Mr. David Willetts (Havant): I declare my interests that appear in the Register of Members' Interests and thank the Secretary of State for an advance copy of this very important report.

Let me make it clear that we welcome the report, just as we welcomed Alan Pickering's review when it was established. I join the Secretary of State in expressing our respect for the expertise and wisdom that Alan Pickering brought to the exercise. He has produced a valuable report.

Conservative Members respond to the Secretary of State's comments by saying that we understand that the regulatory regime for pensions must be stable to ensure long-term planning, and we will contribute constructively to the debate about the best ways of cutting the burden of regulations on pension funds. That is an obligation on all hon. Members on both sides of the House.

The starting point of the debate has to be a frank recognition of the scale of the problem that faces funded pensions. For years, Ministers have been shockingly complacent, saying that everything was all right when it clearly was not, and citing statistics that they have since admitted were seriously misleading. The Secretary of State should accept the stark warning in Alan Pickering's report that

That warning lies at the heart of his report.

■ EXCERPTED RECORDS

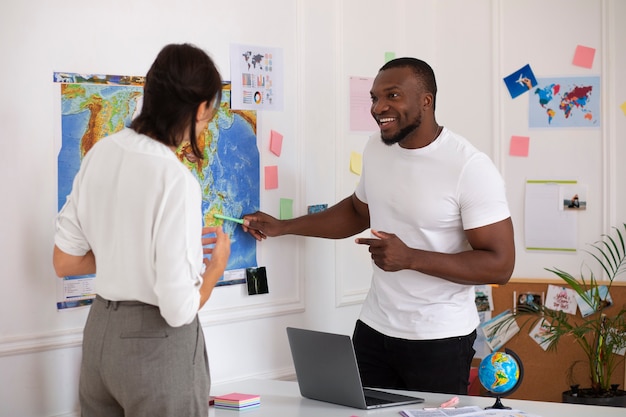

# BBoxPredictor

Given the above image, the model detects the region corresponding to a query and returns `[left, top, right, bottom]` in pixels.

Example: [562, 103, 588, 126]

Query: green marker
[213, 213, 243, 224]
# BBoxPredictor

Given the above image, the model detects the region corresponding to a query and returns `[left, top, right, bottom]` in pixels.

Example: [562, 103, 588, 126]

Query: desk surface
[209, 379, 625, 417]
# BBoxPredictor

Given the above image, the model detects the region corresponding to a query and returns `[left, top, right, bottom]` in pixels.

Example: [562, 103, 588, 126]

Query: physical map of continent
[57, 77, 260, 276]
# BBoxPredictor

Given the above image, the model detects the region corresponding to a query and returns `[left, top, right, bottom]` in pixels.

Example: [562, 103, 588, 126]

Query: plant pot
[563, 388, 626, 407]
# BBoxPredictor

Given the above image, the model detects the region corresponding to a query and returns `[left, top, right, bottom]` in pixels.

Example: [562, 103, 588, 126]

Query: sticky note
[265, 165, 278, 190]
[270, 130, 283, 156]
[504, 64, 537, 98]
[572, 45, 596, 68]
[350, 152, 363, 175]
[280, 198, 293, 220]
[509, 136, 530, 156]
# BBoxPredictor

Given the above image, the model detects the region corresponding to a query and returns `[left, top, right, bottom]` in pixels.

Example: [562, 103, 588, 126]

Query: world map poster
[528, 76, 600, 128]
[54, 73, 260, 309]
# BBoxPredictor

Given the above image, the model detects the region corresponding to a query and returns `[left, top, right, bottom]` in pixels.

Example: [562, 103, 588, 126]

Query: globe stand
[481, 349, 524, 410]
[485, 392, 511, 410]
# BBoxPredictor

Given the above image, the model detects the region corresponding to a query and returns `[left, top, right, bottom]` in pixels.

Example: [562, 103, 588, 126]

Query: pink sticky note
[509, 136, 530, 156]
[572, 45, 596, 68]
[265, 165, 278, 190]
[270, 130, 283, 156]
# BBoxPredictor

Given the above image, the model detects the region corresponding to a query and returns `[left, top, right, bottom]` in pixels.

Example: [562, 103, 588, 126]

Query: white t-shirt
[356, 128, 510, 340]
[55, 129, 204, 326]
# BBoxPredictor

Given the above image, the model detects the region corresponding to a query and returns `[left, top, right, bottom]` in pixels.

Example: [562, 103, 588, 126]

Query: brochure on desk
[400, 406, 540, 417]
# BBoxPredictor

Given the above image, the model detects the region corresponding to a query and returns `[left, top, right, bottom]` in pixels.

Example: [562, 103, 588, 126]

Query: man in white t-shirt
[239, 58, 515, 394]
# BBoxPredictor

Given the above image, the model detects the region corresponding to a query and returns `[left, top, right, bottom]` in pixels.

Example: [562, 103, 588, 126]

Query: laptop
[287, 327, 424, 409]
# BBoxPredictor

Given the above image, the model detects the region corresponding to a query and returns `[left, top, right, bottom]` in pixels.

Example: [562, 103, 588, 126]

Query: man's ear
[422, 93, 433, 110]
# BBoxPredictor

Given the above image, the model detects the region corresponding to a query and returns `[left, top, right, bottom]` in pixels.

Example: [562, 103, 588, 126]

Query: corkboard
[476, 278, 626, 402]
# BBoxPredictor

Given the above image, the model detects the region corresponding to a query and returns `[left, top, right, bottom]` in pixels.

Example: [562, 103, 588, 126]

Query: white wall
[0, 0, 626, 417]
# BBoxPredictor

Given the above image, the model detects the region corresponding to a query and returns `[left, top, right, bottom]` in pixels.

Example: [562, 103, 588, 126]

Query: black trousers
[353, 320, 476, 395]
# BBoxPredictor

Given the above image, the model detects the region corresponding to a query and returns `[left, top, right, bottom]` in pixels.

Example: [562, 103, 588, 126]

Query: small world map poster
[54, 73, 260, 309]
[528, 76, 601, 128]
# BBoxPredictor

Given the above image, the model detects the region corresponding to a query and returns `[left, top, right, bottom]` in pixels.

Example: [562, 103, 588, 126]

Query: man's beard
[381, 114, 422, 146]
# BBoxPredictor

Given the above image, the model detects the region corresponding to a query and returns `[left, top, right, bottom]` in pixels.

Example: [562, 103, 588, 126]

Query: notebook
[287, 327, 424, 409]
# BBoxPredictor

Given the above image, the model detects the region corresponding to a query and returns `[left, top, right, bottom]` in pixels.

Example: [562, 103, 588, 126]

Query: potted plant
[494, 224, 626, 407]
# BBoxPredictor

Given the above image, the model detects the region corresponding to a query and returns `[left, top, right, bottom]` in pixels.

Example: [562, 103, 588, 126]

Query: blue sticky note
[504, 64, 537, 98]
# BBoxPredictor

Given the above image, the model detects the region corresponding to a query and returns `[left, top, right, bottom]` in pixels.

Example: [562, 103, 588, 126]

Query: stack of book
[214, 392, 261, 411]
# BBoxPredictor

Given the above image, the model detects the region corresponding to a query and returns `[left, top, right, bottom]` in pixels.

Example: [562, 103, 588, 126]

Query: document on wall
[230, 44, 284, 110]
[524, 180, 578, 252]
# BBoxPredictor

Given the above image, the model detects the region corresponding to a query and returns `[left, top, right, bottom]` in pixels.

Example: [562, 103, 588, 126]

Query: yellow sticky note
[350, 152, 363, 175]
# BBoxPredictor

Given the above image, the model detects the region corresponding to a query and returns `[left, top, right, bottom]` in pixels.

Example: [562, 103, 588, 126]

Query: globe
[478, 349, 524, 408]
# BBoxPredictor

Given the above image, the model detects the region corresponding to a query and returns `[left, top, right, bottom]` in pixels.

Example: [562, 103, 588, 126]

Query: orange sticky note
[265, 165, 278, 190]
[572, 45, 596, 68]
[350, 152, 363, 175]
[509, 136, 530, 156]
[270, 130, 283, 156]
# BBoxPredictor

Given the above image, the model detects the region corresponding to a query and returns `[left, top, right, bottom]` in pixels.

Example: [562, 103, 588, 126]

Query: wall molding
[0, 297, 305, 357]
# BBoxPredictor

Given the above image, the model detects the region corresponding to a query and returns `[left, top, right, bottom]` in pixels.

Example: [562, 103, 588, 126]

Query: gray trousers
[79, 296, 211, 417]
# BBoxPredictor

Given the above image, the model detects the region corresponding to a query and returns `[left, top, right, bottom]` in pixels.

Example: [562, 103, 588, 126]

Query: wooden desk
[209, 379, 624, 417]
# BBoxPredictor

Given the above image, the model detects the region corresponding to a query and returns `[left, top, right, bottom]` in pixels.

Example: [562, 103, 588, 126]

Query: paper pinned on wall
[280, 198, 293, 220]
[545, 285, 578, 314]
[524, 180, 578, 252]
[572, 45, 596, 68]
[481, 310, 520, 352]
[270, 130, 283, 156]
[265, 165, 278, 190]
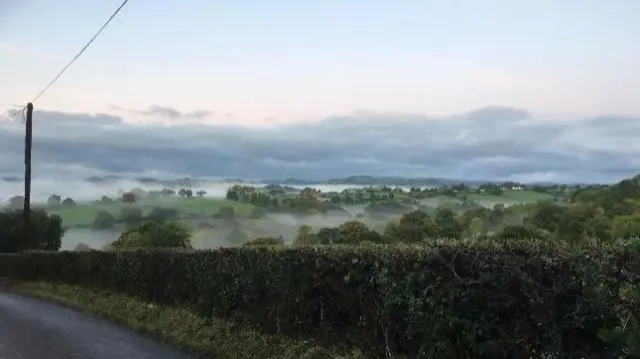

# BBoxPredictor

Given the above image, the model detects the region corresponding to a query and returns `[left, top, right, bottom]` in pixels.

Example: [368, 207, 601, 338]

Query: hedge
[0, 242, 640, 359]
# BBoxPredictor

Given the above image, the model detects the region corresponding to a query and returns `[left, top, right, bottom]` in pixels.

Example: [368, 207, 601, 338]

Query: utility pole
[22, 102, 33, 247]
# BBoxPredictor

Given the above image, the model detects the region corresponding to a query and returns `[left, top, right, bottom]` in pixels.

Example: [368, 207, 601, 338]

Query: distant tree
[213, 206, 236, 220]
[62, 197, 76, 207]
[99, 196, 113, 204]
[9, 196, 24, 209]
[120, 191, 137, 203]
[47, 194, 62, 206]
[147, 207, 180, 223]
[160, 188, 176, 197]
[434, 208, 463, 239]
[0, 209, 64, 253]
[242, 237, 284, 247]
[109, 222, 192, 249]
[92, 210, 116, 229]
[226, 228, 249, 244]
[119, 206, 144, 226]
[293, 224, 315, 246]
[249, 207, 267, 219]
[226, 189, 238, 202]
[73, 242, 91, 252]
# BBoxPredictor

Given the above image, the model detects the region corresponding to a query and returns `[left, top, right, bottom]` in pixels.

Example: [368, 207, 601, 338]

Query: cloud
[0, 107, 640, 182]
[111, 105, 213, 120]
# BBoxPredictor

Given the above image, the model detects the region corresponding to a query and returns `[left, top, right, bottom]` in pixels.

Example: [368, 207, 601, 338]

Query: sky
[0, 0, 640, 186]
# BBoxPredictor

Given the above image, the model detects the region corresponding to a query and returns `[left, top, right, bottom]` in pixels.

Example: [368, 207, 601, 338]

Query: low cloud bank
[0, 106, 640, 182]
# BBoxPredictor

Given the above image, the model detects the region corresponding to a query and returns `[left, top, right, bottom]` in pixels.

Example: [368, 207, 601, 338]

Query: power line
[10, 0, 129, 120]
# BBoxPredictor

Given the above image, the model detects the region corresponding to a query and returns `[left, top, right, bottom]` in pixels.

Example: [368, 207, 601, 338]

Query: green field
[48, 197, 254, 227]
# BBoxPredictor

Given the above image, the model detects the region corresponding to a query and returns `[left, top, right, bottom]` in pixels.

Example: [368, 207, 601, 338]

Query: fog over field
[0, 106, 640, 248]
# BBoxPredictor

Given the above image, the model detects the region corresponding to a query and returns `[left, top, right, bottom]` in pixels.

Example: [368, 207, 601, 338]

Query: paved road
[0, 293, 195, 359]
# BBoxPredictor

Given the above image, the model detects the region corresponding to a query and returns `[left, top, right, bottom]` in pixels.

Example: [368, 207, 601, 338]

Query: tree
[466, 217, 484, 239]
[119, 206, 144, 226]
[62, 197, 76, 207]
[0, 209, 64, 253]
[160, 188, 176, 197]
[213, 206, 236, 220]
[293, 224, 315, 246]
[93, 210, 117, 229]
[99, 196, 113, 204]
[384, 210, 438, 243]
[226, 228, 249, 244]
[249, 207, 267, 219]
[109, 222, 192, 249]
[47, 194, 62, 206]
[120, 191, 137, 203]
[334, 221, 380, 244]
[225, 188, 238, 202]
[147, 207, 180, 223]
[611, 213, 640, 238]
[178, 188, 193, 198]
[9, 196, 24, 209]
[73, 242, 92, 252]
[434, 208, 462, 239]
[242, 237, 284, 247]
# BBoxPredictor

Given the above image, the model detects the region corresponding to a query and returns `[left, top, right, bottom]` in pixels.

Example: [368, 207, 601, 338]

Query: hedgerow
[0, 241, 640, 358]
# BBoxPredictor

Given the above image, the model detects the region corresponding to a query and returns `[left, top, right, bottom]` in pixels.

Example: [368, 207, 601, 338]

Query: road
[0, 292, 196, 359]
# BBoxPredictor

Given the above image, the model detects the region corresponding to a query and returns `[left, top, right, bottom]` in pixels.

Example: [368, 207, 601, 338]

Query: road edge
[0, 279, 364, 359]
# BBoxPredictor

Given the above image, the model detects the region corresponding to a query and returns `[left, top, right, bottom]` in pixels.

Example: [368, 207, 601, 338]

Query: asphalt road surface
[0, 292, 195, 359]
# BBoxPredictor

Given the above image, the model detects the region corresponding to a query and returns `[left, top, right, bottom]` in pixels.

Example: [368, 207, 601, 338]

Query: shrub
[0, 241, 640, 359]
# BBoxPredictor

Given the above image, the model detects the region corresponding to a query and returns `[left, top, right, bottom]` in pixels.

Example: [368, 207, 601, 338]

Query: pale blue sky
[0, 0, 640, 124]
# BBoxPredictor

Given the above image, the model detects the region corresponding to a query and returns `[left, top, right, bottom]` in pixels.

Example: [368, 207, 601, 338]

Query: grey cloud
[111, 105, 213, 120]
[0, 107, 640, 182]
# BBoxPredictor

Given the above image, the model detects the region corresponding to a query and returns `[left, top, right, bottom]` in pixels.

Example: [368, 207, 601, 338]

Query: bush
[0, 209, 64, 253]
[0, 241, 640, 359]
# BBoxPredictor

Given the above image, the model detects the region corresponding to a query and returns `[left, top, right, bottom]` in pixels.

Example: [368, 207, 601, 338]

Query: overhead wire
[9, 0, 129, 121]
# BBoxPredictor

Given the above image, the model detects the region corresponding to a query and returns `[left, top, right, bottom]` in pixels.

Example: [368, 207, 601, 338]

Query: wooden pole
[22, 102, 33, 248]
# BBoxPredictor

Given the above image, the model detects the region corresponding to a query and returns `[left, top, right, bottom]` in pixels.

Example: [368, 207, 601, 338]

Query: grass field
[49, 197, 253, 227]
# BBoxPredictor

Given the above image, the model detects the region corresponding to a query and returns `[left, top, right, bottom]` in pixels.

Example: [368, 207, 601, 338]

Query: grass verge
[3, 282, 364, 359]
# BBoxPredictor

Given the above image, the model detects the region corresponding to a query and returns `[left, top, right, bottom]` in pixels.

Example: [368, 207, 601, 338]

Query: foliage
[118, 206, 144, 226]
[11, 282, 365, 359]
[109, 222, 191, 249]
[120, 191, 138, 203]
[73, 242, 91, 252]
[92, 211, 117, 229]
[243, 237, 284, 247]
[62, 197, 76, 207]
[0, 241, 640, 359]
[147, 207, 180, 223]
[0, 209, 64, 253]
[213, 206, 236, 220]
[47, 194, 62, 206]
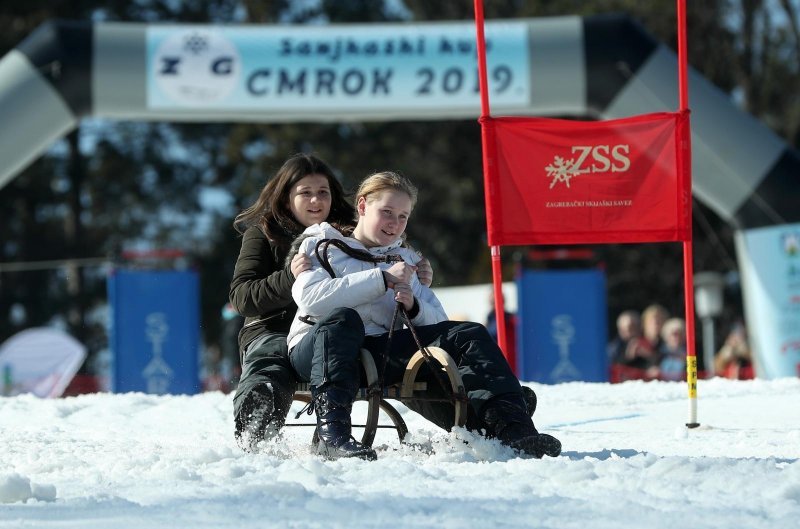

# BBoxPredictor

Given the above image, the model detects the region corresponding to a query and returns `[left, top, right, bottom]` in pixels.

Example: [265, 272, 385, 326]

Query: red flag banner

■ PROBLEM SET
A. According to the speech on the pensions report, what must the regulatory regime for pensions be, and for what purpose?
B. Copy the stretch of the speech on the pensions report from "Let me make" through "of the House.", keeping every word as it appears.

■ TASK-BY-TASK OUTPUTS
A. It must be stable to ensure long-term planning.

B.
Let me make it clear that we welcome the report, just as we welcomed Alan Pickering's review when it was established. I join the Secretary of State in expressing our respect for the expertise and wisdom that Alan Pickering brought to the exercise. He has produced a valuable report.

Conservative Members respond to the Secretary of State's comments by saying that we understand that the regulatory regime for pensions must be stable to ensure long-term planning, and we will contribute constructively to the debate about the best ways of cutting the burden of regulations on pension funds. That is an obligation on all hon. Members on both sides of the House.